[THE DATA]
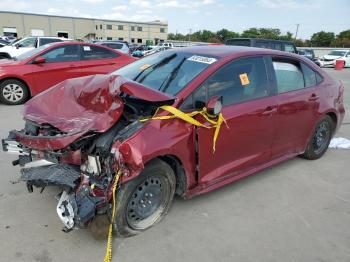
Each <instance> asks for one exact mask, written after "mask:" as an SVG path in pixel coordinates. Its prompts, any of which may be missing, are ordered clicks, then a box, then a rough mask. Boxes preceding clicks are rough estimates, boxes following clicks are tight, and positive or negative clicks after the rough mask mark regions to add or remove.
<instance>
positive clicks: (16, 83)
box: [0, 42, 135, 105]
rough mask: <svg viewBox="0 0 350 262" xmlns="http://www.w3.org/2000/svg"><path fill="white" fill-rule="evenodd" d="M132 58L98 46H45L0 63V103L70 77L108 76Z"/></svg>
mask: <svg viewBox="0 0 350 262" xmlns="http://www.w3.org/2000/svg"><path fill="white" fill-rule="evenodd" d="M133 61H135V58H132V57H130V56H127V55H124V54H122V53H120V52H118V51H115V50H114V49H110V48H108V47H104V46H101V45H95V44H89V43H82V42H76V43H75V42H64V43H52V44H48V45H44V46H42V47H39V48H37V49H34V50H32V51H29V52H27V53H24V54H22V55H20V56H18V57H17V58H16V60H15V61H14V60H7V59H2V60H0V101H1V102H3V103H5V104H9V105H18V104H22V103H24V102H25V101H26V100H27V99H28V98H30V97H32V96H35V95H37V94H38V93H40V92H42V91H44V90H46V89H48V88H49V87H51V86H53V85H56V84H58V83H59V82H62V81H63V80H66V79H69V78H75V77H80V76H86V75H94V74H108V73H110V72H112V71H113V70H116V69H118V68H120V67H122V66H124V65H126V64H128V63H130V62H133Z"/></svg>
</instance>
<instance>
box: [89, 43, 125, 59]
mask: <svg viewBox="0 0 350 262" xmlns="http://www.w3.org/2000/svg"><path fill="white" fill-rule="evenodd" d="M118 56H119V55H118V54H116V53H114V52H112V51H110V50H108V49H106V48H103V47H98V46H91V45H83V60H98V59H108V58H115V57H118Z"/></svg>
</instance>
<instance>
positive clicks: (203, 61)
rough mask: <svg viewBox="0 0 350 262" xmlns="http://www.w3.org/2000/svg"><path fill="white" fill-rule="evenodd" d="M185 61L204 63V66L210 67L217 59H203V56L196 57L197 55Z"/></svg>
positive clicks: (209, 58) (196, 56) (206, 57)
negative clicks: (204, 63)
mask: <svg viewBox="0 0 350 262" xmlns="http://www.w3.org/2000/svg"><path fill="white" fill-rule="evenodd" d="M187 60H188V61H194V62H199V63H205V64H209V65H211V64H212V63H215V62H216V61H217V59H215V58H212V57H205V56H198V55H194V56H191V57H189V58H188V59H187Z"/></svg>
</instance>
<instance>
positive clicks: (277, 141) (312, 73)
mask: <svg viewBox="0 0 350 262" xmlns="http://www.w3.org/2000/svg"><path fill="white" fill-rule="evenodd" d="M273 67H274V72H275V76H274V77H275V78H276V84H277V90H278V95H277V98H278V113H277V128H276V134H275V139H274V143H273V147H272V157H273V158H279V157H282V156H283V155H286V154H295V153H302V152H303V150H304V149H305V146H306V143H307V141H308V139H309V136H310V133H311V131H312V129H313V128H314V125H315V121H316V119H317V112H318V108H319V101H318V100H319V97H320V95H321V92H322V90H321V89H320V88H318V87H317V73H316V72H315V71H313V70H312V69H311V68H310V67H308V66H307V65H306V64H304V63H303V62H300V61H298V60H293V59H289V58H288V59H287V58H281V57H279V58H274V59H273Z"/></svg>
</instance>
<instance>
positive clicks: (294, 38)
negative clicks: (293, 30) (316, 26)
mask: <svg viewBox="0 0 350 262" xmlns="http://www.w3.org/2000/svg"><path fill="white" fill-rule="evenodd" d="M299 25H300V24H297V30H296V31H295V37H294V40H297V35H298V30H299Z"/></svg>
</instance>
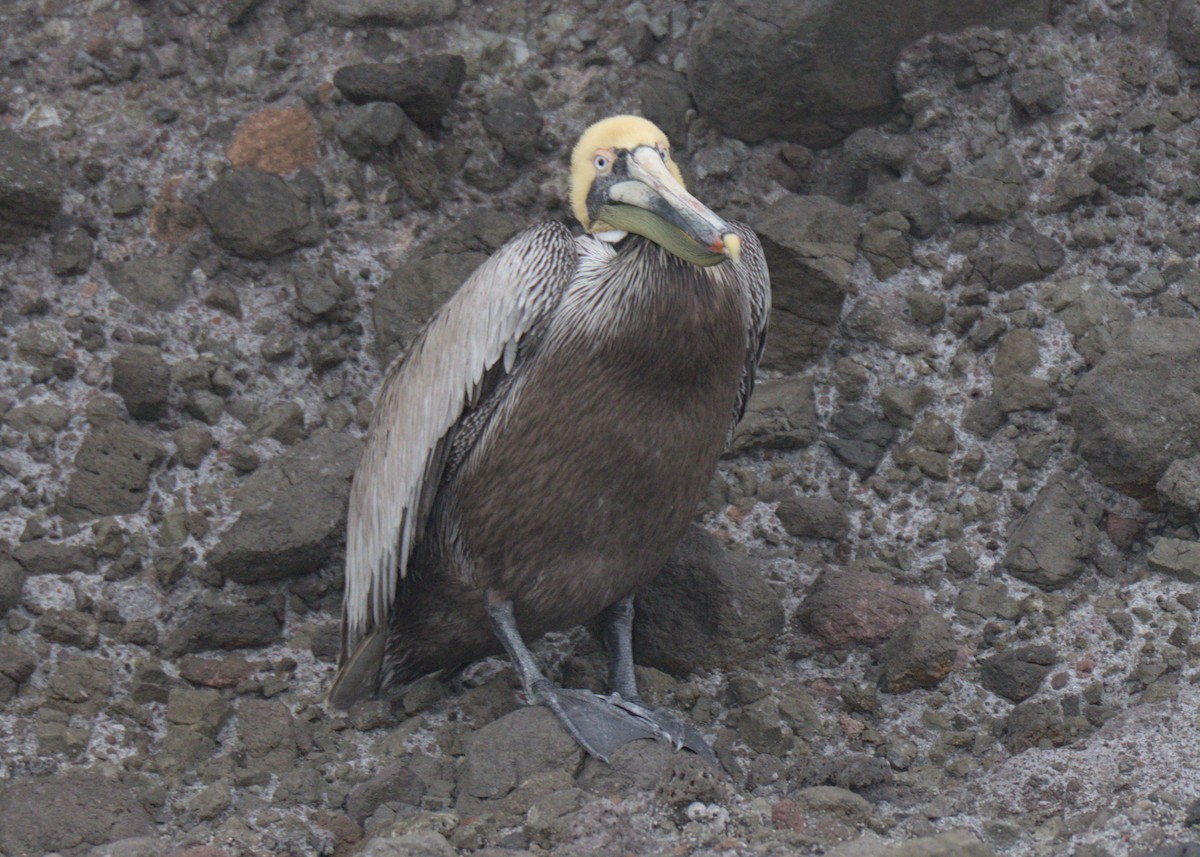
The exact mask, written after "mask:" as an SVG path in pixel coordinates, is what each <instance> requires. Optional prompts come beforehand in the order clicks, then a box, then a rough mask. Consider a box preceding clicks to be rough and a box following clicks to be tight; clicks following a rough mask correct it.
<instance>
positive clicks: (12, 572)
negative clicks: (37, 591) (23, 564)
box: [0, 555, 25, 618]
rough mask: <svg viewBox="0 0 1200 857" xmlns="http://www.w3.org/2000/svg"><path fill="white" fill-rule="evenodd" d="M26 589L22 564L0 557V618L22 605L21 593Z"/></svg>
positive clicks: (1, 555)
mask: <svg viewBox="0 0 1200 857" xmlns="http://www.w3.org/2000/svg"><path fill="white" fill-rule="evenodd" d="M24 587H25V571H24V569H22V567H20V564H19V563H18V562H17V561H14V559H12V558H11V557H6V556H2V555H0V618H4V615H5V613H7V612H8V611H10V610H12V609H13V607H16V606H17V605H18V604H20V593H22V589H24Z"/></svg>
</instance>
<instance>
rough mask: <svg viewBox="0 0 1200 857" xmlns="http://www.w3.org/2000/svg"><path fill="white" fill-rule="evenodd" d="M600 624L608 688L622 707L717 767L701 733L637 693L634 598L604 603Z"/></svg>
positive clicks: (664, 708)
mask: <svg viewBox="0 0 1200 857" xmlns="http://www.w3.org/2000/svg"><path fill="white" fill-rule="evenodd" d="M600 623H601V628H602V633H604V643H605V648H607V649H608V687H611V688H612V689H613V691H614V693H616V694H617V695H618V696H620V699H622V707H623V708H625V709H626V711H631V712H637V714H638V715H640V717H643V718H649V719H650V720H653V721H654V723H656V724H658V725H659V729H660V730H661V737H664V738H666V739H667V741H670V742H671V743H672V744H674V748H676V749H677V750H678V749H680V748H684V747H685V748H688V749H689V750H691V751H692V753H695V754H696V755H697V756H700V757H701V759H703V760H704V761H706V762H708V763H709V765H712V766H713V767H714V768H719V767H720V765H719V763H718V761H716V756H715V755H714V754H713V748H710V747H709V745H708V742H707V741H704V736H702V735H701V733H700V732H698V731H697V730H696V729H695V727H694V726H691V725H689V724H686V723H684V721H683V720H682V719H680V718H679V717H677V715H676V714H674V713H672V712H668V711H667V709H665V708H650V707H649V706H647V705H646V702H643V701H642V697H641V695H640V694H638V693H637V679H636V677H635V675H634V597H632V595H629V597H626V598H623V599H620V600H619V601H617V603H616V604H613V605H611V606H608V607H607V609H606V610H605V611H604V612H602V613H601V615H600Z"/></svg>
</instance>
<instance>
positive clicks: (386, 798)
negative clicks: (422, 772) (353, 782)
mask: <svg viewBox="0 0 1200 857" xmlns="http://www.w3.org/2000/svg"><path fill="white" fill-rule="evenodd" d="M424 796H425V783H424V781H422V780H421V778H420V777H418V775H416V774H415V773H413V772H412V771H410V769H409V768H407V767H404V766H403V765H401V763H400V762H391V763H389V765H386V766H384V767H383V768H382V769H380V771H379V772H378V773H377V774H376V775H374V777H372V778H371V779H368V780H367V781H366V783H360V784H359V785H356V786H354V789H353V790H350V795H349V797H347V798H346V814H347V815H349V816H350V817H352V819H354V820H355V821H358V822H359V823H360V825H361V823H362V822H364V821H366V819H368V817H370V816H371V814H372V813H374V811H376V810H377V809H378V808H379V807H380V805H383V804H385V803H403V804H408V805H410V807H419V805H420V804H421V798H422V797H424Z"/></svg>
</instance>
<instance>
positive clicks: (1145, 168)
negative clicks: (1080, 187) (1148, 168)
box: [1087, 143, 1146, 194]
mask: <svg viewBox="0 0 1200 857" xmlns="http://www.w3.org/2000/svg"><path fill="white" fill-rule="evenodd" d="M1087 174H1088V175H1091V176H1092V178H1093V179H1096V180H1097V181H1099V182H1100V184H1102V185H1108V186H1109V187H1110V188H1111V190H1114V191H1116V192H1117V193H1121V194H1129V193H1133V192H1134V191H1136V190H1138V188H1139V187H1141V185H1142V184H1145V181H1146V156H1145V155H1142V154H1141V152H1140V151H1136V150H1134V149H1130V148H1129V146H1124V145H1121V144H1120V143H1109V144H1108V145H1106V146H1104V150H1103V151H1102V152H1100V154H1099V155H1097V156H1096V157H1094V158H1093V160H1092V163H1091V166H1090V167H1088V168H1087Z"/></svg>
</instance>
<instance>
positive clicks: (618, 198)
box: [330, 116, 770, 765]
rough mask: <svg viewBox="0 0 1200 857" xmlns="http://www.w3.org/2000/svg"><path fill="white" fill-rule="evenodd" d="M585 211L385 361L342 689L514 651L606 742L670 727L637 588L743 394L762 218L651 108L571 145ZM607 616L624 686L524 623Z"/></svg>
mask: <svg viewBox="0 0 1200 857" xmlns="http://www.w3.org/2000/svg"><path fill="white" fill-rule="evenodd" d="M571 206H572V209H574V214H575V216H576V217H577V218H578V221H580V223H581V224H582V226H583V228H584V234H583V235H581V236H578V238H576V236H572V235H571V233H570V230H569V229H568V228H566V227H565V226H563V224H562V223H554V222H548V223H539V224H536V226H533V227H529V228H528V229H526V230H523V232H521V233H518V234H517V235H515V236H514V238H512V239H511V240H509V241H508V244H505V245H504V246H503V247H500V248H499V250H498V251H497V252H496V254H494V256H492V257H491V258H490V259H488V260H487V262H485V263H484V264H482V265H480V268H479V269H478V270H476V271H475V272H474V274H472V275H470V277H468V280H467V281H466V282H464V283H463V284H462V287H460V289H458V290H457V292H456V293H455V295H454V296H452V298H451V299H450V300H449V301H448V302H446V304H445V305H443V306H442V308H440V310H439V311H438V312H437V313H436V314H434V316H433V318H432V319H431V320H430V322H428V324H427V325H426V326H425V329H424V330H422V331H421V332H420V335H419V336H418V337H416V338H415V340H414V342H413V343H412V346H410V347H409V348H408V350H407V353H406V354H404V355H402V356H401V358H398V359H397V360H396V361H395V362H392V364H391V366H390V367H389V368H388V372H386V377H385V379H384V383H383V389H382V391H380V394H379V397H378V401H377V403H376V408H374V414H373V416H372V420H371V427H370V432H368V436H367V442H366V448H365V450H364V454H362V460H361V463H360V465H359V469H358V473H356V474H355V478H354V486H353V490H352V495H350V510H349V527H348V544H347V555H346V595H344V601H343V610H342V651H341V655H340V659H338V670H337V676H336V678H335V679H334V685H332V688H331V690H330V702H331V703H332V705H334V706H335V707H338V708H344V707H348V706H350V705H353V703H354V702H356V701H359V700H362V699H367V697H372V696H392V695H396V694H398V693H401V691H403V689H404V688H406V687H407V685H408V684H410V683H412V682H414V681H415V679H418V678H420V677H422V676H426V675H428V673H443V675H449V673H452V672H454V671H456V670H460V669H462V667H464V666H467V665H468V664H470V663H472V661H474V660H478V659H479V658H482V657H486V655H491V654H499V653H500V652H506V653H508V655H509V658H510V659H511V661H512V665H514V667H515V669H516V672H517V675H518V677H520V679H521V683H522V687H523V688H524V693H526V696H527V699H528V700H529V701H532V702H539V703H541V705H545V706H547V707H548V708H550V709H551V711H553V712H554V714H556V715H557V717H558V719H559V721H560V723H562V724H563V726H564V727H565V729H566V731H568V732H570V733H571V736H574V737H575V739H576V741H578V743H580V744H581V745H582V747H583V748H584V749H586V750H587V751H588V753H589V754H592V755H593V756H595V757H598V759H601V760H605V761H607V757H608V756H610V755H611V754H612V753H613V751H614V750H616V749H617V748H619V747H622V745H623V744H625V743H628V742H630V741H634V739H637V738H659V739H666V741H670V742H672V743H673V744H674V747H676V748H677V749H678V748H680V747H686V748H689V749H691V750H694V751H695V753H697V754H700V755H701V756H703V757H704V759H706V760H708V761H709V762H712V763H714V765H715V759H714V757H713V754H712V750H710V749H709V747H708V744H707V743H706V742H704V739H703V738H702V737H701V735H700V733H698V732H697V731H696V730H695V729H692V727H691V726H689V725H686V724H684V723H683V721H682V720H680V719H678V718H676V717H674V715H672V714H671V713H670V712H667V711H664V709H654V708H650V707H649V706H648V705H646V703H644V702H643V701H642V700H641V699H640V696H638V694H637V687H636V684H635V679H634V661H632V643H631V629H632V618H634V606H632V598H634V593H636V592H637V589H638V588H640V587H642V586H643V585H646V583H647V582H649V581H650V580H652V579H653V577H654V575H655V574H656V573H658V571H659V569H660V568H661V567H662V564H664V563H665V561H666V559H667V558H668V557H670V555H671V552H672V551H673V550H674V547H676V545H677V543H678V541H679V539H680V538H682V537H683V534H684V531H685V529H686V527H688V525H689V522H690V520H691V517H692V515H694V513H695V509H696V505H697V503H698V501H700V497H701V493H702V492H703V490H704V486H706V485H707V484H708V481H709V479H710V477H712V474H713V471H714V468H715V467H716V461H718V457H719V456H720V454H721V451H722V449H724V448H725V445H726V443H727V441H728V438H730V435H731V433H732V430H733V426H736V425H737V421H738V420H739V419H740V416H742V414H743V412H744V410H745V404H746V400H748V398H749V397H750V391H751V389H752V386H754V377H755V368H756V366H757V364H758V359H760V356H761V355H762V348H763V342H764V337H766V330H767V314H768V308H769V306H770V284H769V280H768V274H767V264H766V260H764V259H763V254H762V248H761V246H760V244H758V239H757V236H756V235H755V234H754V232H752V230H750V229H749V228H748V227H745V226H743V224H740V223H731V222H726V221H724V220H721V218H720V217H718V216H716V215H715V214H713V212H712V211H709V210H708V209H707V208H706V206H704V205H702V204H701V203H700V202H698V200H697V199H696V198H695V197H692V196H691V194H690V193H688V191H686V190H685V187H684V184H683V179H682V176H680V174H679V169H678V167H677V166H676V164H674V162H673V161H672V160H671V152H670V149H668V144H667V138H666V136H665V134H664V133H662V132H661V131H660V130H659V128H658V127H655V126H654V125H653V124H650V122H648V121H647V120H644V119H640V118H637V116H613V118H611V119H606V120H602V121H600V122H596V124H595V125H593V126H592V127H589V128H588V130H587V131H586V132H584V133H583V136H582V138H581V139H580V142H578V144H577V145H576V148H575V150H574V152H572V155H571ZM596 616H599V617H600V621H601V628H602V634H604V641H605V646H606V648H607V652H608V659H610V665H608V671H610V684H611V689H612V691H613V693H612V694H611V695H607V696H598V695H595V694H592V693H590V691H587V690H571V689H563V688H559V687H557V685H554V684H553V683H552V682H550V681H548V679H546V677H545V676H544V675H542V673H541V671H540V670H539V667H538V664H536V661H535V660H534V658H533V655H532V654H530V652H529V649H528V648H527V646H526V641H527V640H533V639H536V637H540V636H541V635H542V634H546V633H547V631H553V630H565V629H570V628H572V627H575V625H578V624H582V623H584V622H588V621H590V619H593V618H595V617H596Z"/></svg>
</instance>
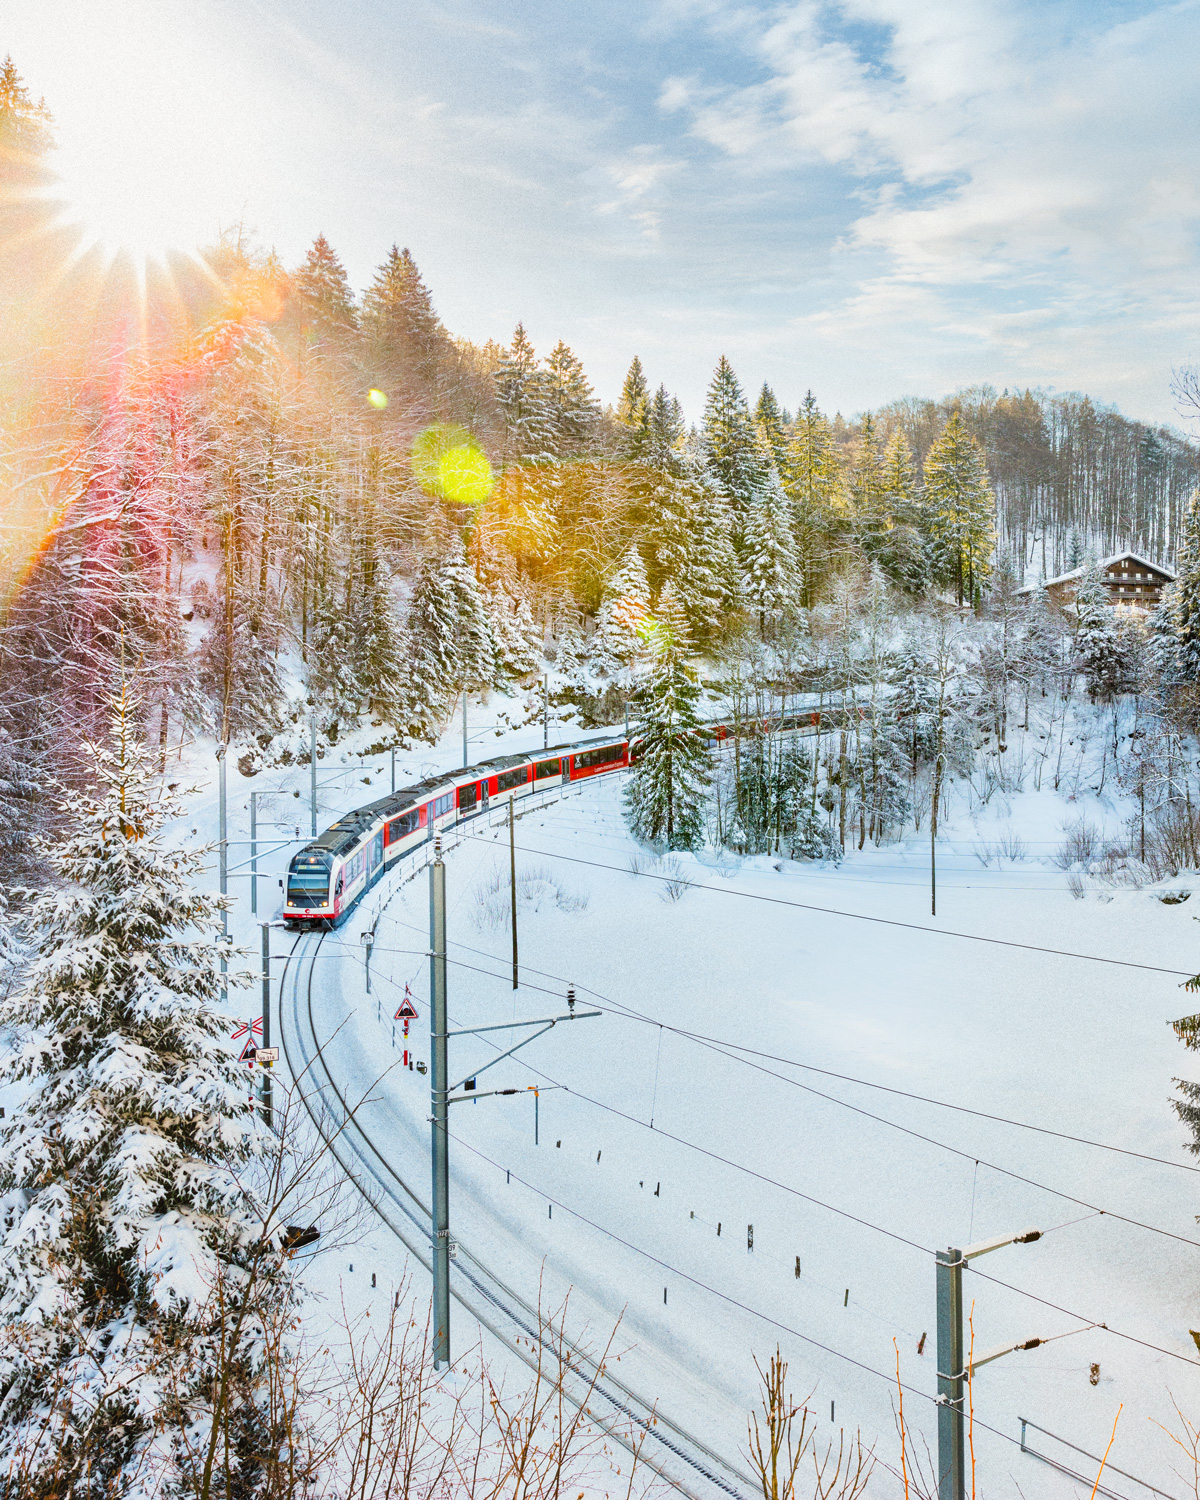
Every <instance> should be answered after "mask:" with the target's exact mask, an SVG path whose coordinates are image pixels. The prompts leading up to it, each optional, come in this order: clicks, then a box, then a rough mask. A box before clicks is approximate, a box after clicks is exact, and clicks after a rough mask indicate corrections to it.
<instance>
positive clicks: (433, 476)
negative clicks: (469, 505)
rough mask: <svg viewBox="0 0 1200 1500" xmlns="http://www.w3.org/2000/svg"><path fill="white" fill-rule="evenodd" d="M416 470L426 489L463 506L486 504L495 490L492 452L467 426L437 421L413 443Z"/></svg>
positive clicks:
[/THE DATA]
Please lay out the lines from the very start of the records through the line containing "box: [0, 42, 135, 105]", both ends included, as a JSON list of strings, one string per line and no blank lines. Leave the pictures out of the answer.

[
  "Each <instance> asks for one exact mask, written after \"mask:\" as an SVG path in pixel coordinates. Its prompts, any of which may be missing, are ordered clicks, then a box, then a rough mask. Boxes preceding clicks are rough estimates, boxes following clicks are tight, and positive or negative clicks after the rough mask mark regions to add or remove.",
  "<instance>",
  "positive clicks: (16, 83)",
  "box: [0, 42, 135, 105]"
]